Stored items from a collection:
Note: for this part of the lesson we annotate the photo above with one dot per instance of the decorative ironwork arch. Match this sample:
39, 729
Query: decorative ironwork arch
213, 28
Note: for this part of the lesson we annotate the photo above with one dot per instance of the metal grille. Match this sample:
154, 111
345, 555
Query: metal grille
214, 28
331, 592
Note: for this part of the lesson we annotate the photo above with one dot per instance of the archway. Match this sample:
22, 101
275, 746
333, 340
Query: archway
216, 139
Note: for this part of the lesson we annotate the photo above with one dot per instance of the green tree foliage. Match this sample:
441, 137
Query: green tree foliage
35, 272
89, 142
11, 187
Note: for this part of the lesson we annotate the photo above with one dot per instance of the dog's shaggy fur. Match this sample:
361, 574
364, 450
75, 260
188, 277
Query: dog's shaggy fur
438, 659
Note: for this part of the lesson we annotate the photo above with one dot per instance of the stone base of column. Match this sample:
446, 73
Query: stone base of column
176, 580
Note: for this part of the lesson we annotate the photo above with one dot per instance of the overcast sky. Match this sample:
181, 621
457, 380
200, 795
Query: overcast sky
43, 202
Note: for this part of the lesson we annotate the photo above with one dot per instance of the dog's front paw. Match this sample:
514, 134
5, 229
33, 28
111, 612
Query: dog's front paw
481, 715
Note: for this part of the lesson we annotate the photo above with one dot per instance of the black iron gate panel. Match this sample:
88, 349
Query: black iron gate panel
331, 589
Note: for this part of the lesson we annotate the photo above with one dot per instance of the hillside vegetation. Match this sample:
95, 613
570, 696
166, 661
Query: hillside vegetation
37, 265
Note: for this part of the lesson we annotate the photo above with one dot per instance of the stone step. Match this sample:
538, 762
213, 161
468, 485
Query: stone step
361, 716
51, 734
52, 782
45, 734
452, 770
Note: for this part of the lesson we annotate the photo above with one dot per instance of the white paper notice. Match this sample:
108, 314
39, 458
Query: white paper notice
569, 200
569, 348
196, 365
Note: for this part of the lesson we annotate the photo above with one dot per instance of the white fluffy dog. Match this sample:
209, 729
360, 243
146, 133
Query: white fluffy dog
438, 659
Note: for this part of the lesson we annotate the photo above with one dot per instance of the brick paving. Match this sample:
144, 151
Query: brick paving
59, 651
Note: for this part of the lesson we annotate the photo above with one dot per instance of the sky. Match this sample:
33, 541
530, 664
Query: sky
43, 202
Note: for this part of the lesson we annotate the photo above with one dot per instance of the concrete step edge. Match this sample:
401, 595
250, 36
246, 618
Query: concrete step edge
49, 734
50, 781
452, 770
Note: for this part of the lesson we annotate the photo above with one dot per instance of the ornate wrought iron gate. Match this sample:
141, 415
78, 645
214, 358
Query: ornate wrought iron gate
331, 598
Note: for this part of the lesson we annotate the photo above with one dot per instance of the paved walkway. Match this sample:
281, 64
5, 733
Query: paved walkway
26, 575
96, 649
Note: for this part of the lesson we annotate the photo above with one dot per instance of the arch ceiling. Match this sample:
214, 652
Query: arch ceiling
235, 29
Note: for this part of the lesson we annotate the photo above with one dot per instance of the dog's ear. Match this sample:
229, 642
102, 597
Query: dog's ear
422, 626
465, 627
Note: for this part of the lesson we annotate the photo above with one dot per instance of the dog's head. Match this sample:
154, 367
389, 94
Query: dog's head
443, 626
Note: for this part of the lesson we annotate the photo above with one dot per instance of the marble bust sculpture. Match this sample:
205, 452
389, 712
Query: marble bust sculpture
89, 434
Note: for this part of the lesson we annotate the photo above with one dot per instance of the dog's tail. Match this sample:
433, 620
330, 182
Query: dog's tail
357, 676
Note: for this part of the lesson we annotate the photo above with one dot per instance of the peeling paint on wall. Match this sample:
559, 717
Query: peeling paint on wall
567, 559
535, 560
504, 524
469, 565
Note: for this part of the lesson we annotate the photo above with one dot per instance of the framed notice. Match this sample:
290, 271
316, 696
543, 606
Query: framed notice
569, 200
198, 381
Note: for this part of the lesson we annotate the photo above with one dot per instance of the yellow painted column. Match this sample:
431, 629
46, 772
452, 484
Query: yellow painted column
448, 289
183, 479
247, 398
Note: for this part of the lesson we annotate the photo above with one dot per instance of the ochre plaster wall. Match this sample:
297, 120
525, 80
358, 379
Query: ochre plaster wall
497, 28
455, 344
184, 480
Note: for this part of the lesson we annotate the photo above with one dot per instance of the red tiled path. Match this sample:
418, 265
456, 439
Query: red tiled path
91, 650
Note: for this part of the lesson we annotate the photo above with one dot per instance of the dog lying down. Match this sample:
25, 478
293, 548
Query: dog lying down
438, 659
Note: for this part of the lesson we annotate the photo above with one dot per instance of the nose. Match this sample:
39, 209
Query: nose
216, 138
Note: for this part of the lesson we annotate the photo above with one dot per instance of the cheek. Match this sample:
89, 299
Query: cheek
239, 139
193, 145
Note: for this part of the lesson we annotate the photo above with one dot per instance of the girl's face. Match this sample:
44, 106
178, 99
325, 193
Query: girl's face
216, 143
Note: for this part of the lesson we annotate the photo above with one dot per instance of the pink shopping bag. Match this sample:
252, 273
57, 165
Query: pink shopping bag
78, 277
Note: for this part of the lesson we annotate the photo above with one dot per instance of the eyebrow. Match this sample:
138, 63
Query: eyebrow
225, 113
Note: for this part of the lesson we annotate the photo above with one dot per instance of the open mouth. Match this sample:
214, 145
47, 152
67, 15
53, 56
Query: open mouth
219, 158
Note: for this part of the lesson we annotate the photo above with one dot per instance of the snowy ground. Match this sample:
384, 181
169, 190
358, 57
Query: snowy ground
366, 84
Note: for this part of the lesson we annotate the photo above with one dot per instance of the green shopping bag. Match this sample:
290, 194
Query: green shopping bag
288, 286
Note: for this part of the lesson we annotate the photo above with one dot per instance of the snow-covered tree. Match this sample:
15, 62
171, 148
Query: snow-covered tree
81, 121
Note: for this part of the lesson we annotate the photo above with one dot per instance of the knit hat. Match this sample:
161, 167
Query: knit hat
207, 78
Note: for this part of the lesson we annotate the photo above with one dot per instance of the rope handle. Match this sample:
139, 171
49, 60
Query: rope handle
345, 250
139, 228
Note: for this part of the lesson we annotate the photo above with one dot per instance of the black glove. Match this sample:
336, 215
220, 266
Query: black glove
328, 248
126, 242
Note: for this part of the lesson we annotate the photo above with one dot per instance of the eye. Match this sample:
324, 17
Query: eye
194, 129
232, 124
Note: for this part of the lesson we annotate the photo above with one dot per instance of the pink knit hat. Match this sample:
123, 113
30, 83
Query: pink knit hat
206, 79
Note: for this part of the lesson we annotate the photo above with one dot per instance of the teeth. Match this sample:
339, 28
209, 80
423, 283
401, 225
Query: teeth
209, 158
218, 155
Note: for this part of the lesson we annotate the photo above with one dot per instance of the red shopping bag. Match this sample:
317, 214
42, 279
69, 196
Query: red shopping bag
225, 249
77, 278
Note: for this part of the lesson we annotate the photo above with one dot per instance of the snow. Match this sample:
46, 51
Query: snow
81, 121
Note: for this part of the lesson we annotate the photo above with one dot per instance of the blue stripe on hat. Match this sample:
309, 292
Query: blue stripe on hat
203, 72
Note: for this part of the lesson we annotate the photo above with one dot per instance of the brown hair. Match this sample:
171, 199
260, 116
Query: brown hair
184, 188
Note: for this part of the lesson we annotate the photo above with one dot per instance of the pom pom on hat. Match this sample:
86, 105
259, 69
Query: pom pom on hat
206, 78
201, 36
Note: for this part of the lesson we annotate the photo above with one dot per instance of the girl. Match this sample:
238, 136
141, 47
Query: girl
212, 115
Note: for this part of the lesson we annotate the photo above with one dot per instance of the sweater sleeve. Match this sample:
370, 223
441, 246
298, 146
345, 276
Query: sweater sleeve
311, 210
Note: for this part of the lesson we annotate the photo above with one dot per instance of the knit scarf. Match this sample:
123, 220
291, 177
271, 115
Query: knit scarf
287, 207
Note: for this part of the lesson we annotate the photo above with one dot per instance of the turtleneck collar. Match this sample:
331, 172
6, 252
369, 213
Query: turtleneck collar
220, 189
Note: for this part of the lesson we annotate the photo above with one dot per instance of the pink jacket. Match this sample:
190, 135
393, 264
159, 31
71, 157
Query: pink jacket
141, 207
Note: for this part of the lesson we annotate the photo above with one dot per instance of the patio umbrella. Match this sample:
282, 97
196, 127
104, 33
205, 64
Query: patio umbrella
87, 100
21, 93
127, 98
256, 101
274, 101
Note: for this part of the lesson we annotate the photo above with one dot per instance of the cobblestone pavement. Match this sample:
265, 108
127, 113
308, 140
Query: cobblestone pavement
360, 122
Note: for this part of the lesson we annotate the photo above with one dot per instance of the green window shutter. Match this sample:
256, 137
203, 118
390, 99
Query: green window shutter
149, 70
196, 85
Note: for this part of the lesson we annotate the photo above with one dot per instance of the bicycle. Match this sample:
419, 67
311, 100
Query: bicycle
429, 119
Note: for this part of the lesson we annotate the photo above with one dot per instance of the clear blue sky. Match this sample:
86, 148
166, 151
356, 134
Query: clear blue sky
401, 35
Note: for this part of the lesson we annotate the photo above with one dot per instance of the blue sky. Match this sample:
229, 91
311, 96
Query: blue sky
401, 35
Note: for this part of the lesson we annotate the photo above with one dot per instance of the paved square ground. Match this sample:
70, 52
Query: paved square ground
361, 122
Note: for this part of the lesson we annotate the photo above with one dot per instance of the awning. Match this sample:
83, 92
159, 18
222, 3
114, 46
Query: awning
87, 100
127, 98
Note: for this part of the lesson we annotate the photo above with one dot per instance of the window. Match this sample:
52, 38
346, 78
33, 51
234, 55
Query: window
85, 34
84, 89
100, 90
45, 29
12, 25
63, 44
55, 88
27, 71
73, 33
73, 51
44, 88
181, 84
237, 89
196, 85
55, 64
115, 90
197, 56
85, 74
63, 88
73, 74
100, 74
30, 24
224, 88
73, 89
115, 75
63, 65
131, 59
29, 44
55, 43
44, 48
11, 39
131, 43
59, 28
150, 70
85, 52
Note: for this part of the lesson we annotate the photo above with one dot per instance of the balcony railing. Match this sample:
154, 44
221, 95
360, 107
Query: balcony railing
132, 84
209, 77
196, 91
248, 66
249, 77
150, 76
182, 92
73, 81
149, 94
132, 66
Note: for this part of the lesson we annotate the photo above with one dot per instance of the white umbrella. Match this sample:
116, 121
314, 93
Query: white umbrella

• _TASK BRIEF_: Beginning at the line that holds "of the clear", write out word for word each line through the end of the records.

• _EXERCISE ANSWER_:
Note: for this part of the lesson we annotate the photo above with one dot per instance of the clear blue sky. Match this sample:
86, 148
166, 151
356, 134
Query: clear blue sky
401, 35
Note: for this part of the lesson we annotate the photo above with one dot per instance of the blue sky. Match this sample:
229, 91
311, 96
Query: blue sky
401, 35
Note: for this part of the lesson we annotate the photo above with one dot per instance of the paved square ground. Match this sample:
70, 52
Query: paved square ground
361, 122
Note: for this part of the lesson we annotate the photo above with one dot per instance of the awning. Match this sample:
83, 92
159, 18
222, 3
114, 46
Query: awning
87, 100
127, 98
Note: for this part of the lesson we annotate the photo above with one dot per instance of the window. Match this sample:
52, 38
346, 78
33, 51
234, 55
Query: window
85, 34
84, 89
100, 90
45, 29
12, 25
63, 44
55, 88
27, 71
73, 33
73, 51
44, 88
181, 84
237, 89
196, 85
55, 64
115, 90
197, 56
85, 74
63, 88
73, 74
100, 74
30, 24
224, 88
73, 89
115, 75
63, 65
131, 59
29, 44
55, 43
44, 48
11, 39
131, 43
59, 28
150, 70
85, 52
Note: for this part of the lesson we annotate the photo above with one dot per instance of the balcony railing. Match this sample:
154, 44
221, 95
360, 107
Query: balcony railing
132, 84
209, 77
196, 91
248, 66
249, 77
150, 76
182, 92
73, 81
149, 94
132, 66
Note: for this part of the lesson we annotate the photo above with one dot per instance of the white umbrella. Match this sample:
116, 121
314, 93
Query: white umbrella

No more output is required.